If a line in the records below holds the string "sandy", count it, and state only the final count.
Given records START
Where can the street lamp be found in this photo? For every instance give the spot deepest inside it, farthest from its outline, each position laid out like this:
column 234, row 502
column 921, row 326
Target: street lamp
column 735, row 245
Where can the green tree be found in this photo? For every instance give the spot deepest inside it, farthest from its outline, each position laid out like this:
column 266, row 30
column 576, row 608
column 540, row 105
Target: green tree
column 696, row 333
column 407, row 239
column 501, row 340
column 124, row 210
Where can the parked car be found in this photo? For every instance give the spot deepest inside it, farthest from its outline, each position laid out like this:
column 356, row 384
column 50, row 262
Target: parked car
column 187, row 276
Given records END
Given records START
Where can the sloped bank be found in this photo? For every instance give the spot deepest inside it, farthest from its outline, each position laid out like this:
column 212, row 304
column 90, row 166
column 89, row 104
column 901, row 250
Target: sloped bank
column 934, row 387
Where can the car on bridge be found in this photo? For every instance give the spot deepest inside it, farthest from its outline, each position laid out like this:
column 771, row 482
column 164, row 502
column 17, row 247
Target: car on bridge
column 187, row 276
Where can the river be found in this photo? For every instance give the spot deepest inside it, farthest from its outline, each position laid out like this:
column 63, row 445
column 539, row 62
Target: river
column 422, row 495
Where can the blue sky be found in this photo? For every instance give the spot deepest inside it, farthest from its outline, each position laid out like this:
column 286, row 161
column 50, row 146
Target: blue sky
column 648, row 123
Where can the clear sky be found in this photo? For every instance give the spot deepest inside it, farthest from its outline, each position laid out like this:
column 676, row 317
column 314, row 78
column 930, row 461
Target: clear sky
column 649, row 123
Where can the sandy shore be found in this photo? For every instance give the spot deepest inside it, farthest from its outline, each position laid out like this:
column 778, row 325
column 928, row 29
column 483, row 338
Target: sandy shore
Given records END
Given records START
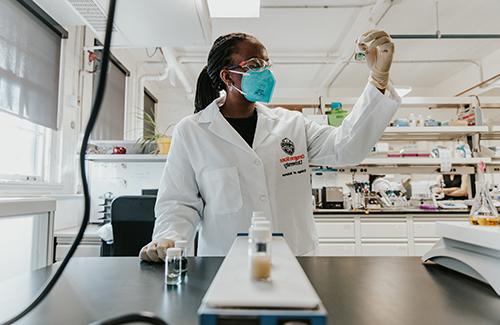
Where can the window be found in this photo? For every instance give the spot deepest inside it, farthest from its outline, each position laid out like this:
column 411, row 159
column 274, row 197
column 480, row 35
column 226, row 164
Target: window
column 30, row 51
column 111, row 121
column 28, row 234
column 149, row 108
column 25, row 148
Given records END
■ Answer area ■
2